(Image point grounding data)
---

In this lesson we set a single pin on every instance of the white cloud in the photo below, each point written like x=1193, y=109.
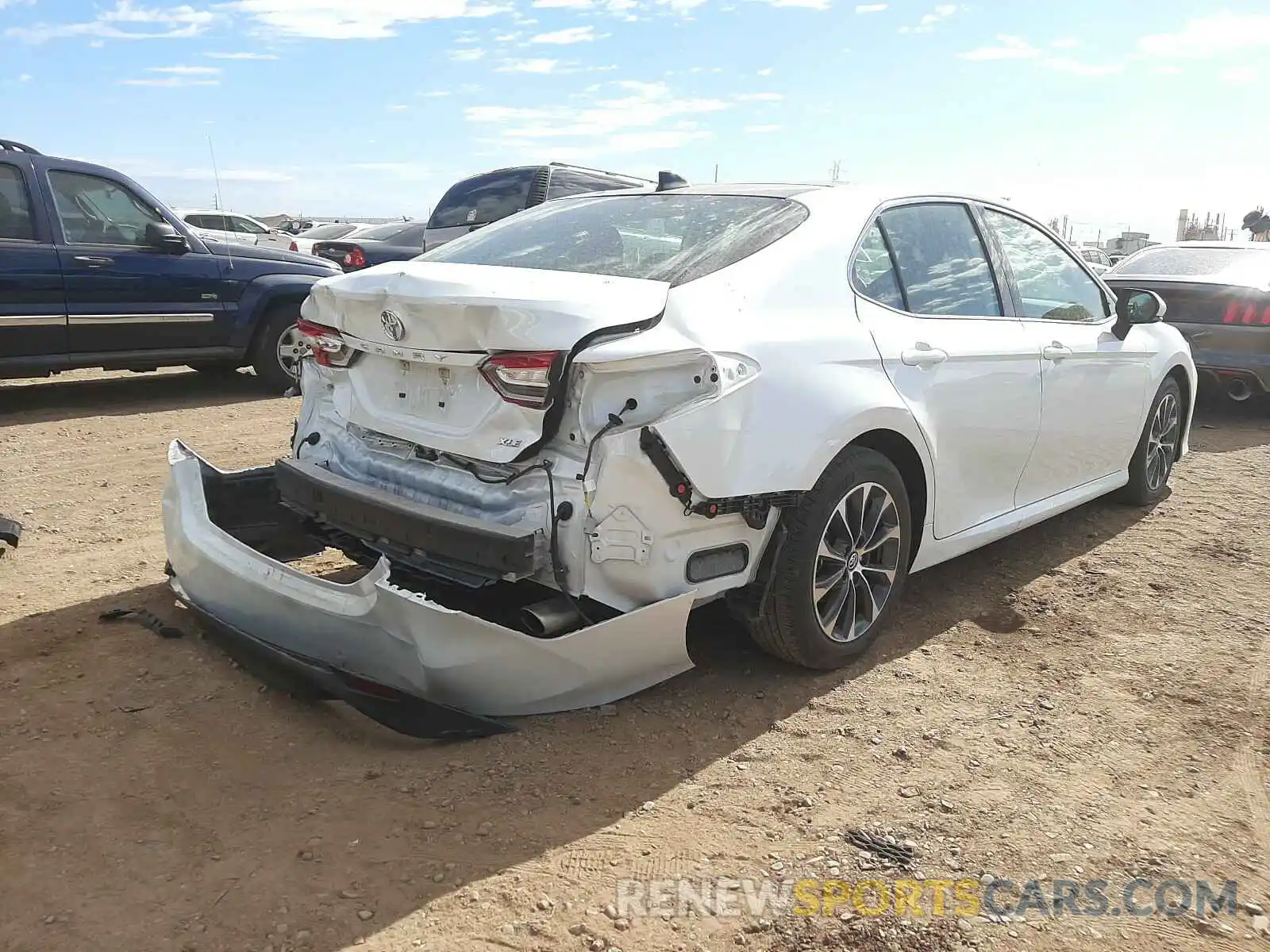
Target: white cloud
x=360, y=19
x=1009, y=48
x=634, y=121
x=1083, y=69
x=537, y=67
x=935, y=17
x=648, y=141
x=1210, y=36
x=173, y=76
x=187, y=70
x=564, y=37
x=1240, y=75
x=241, y=56
x=125, y=21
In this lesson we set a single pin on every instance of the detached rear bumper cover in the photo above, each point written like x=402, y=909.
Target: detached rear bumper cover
x=385, y=634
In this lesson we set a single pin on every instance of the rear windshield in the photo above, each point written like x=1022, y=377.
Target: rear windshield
x=329, y=232
x=1198, y=262
x=483, y=198
x=672, y=238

---

#### WHAT TO WORK ON
Each entry above should be copied exactly. The pictures should not.

#### EXERCISE SOLUTION
In this lesson we set a single pin on every instance of the white cloud in the photo below, each point written like x=1193, y=109.
Target: white cloud
x=360, y=19
x=1009, y=48
x=634, y=121
x=1083, y=69
x=537, y=67
x=935, y=17
x=648, y=141
x=1210, y=36
x=173, y=76
x=187, y=70
x=564, y=37
x=1240, y=75
x=241, y=56
x=125, y=21
In this lesson we set a single pin on every instance of the detached rear bumper cover in the photo above, each point written like x=402, y=909.
Target: detached rear bumper cover
x=385, y=634
In this lesson we set a single pin on every instance of the rear windshield in the photo above, each point written like x=1022, y=377.
Target: rear windshield
x=329, y=232
x=1198, y=262
x=483, y=198
x=672, y=238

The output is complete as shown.